====== Record excerpts

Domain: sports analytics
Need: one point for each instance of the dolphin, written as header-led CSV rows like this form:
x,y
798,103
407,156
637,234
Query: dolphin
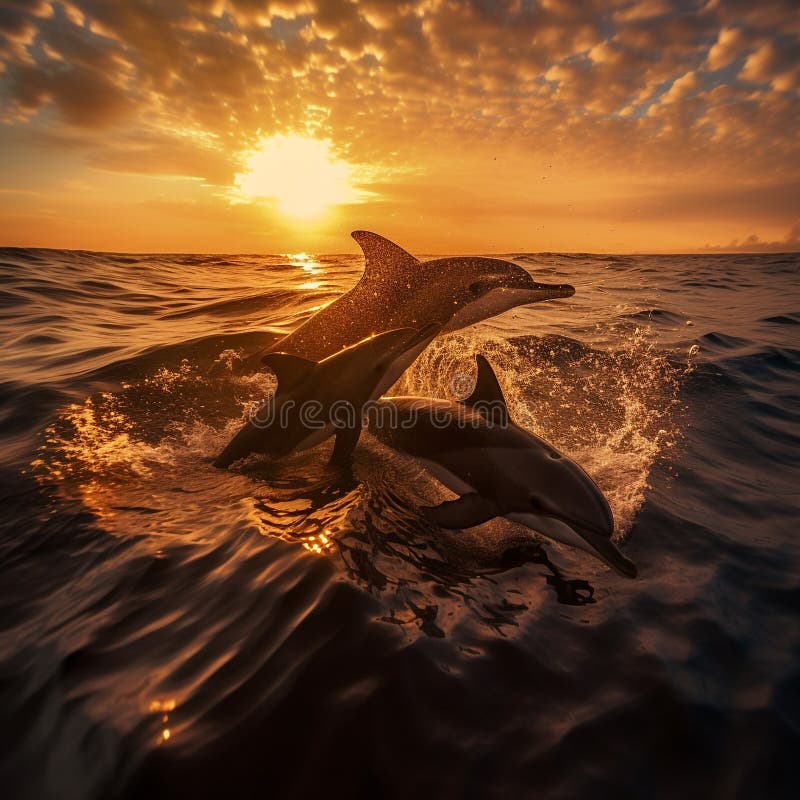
x,y
498,469
315,400
399,291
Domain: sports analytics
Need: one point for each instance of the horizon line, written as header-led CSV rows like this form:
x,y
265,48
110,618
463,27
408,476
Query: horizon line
x,y
699,252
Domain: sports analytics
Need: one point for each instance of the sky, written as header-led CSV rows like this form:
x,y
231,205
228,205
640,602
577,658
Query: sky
x,y
450,126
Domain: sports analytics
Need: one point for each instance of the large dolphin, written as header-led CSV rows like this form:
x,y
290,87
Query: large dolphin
x,y
315,400
399,291
498,469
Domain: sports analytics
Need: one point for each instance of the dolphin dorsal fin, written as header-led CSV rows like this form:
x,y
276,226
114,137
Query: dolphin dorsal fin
x,y
487,390
382,255
288,369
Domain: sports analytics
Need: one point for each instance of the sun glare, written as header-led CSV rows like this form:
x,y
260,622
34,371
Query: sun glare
x,y
302,175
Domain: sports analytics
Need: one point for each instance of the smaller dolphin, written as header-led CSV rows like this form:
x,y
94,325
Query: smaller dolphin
x,y
315,400
399,291
499,469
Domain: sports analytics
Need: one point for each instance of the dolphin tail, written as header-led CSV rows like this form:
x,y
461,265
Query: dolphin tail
x,y
467,511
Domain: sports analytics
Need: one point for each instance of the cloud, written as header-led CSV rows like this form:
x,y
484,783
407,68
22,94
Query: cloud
x,y
658,93
752,244
728,47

============

**What is required:** Your answer must be one number: how many lines of the data contain "each".

**Solution for this task:** 9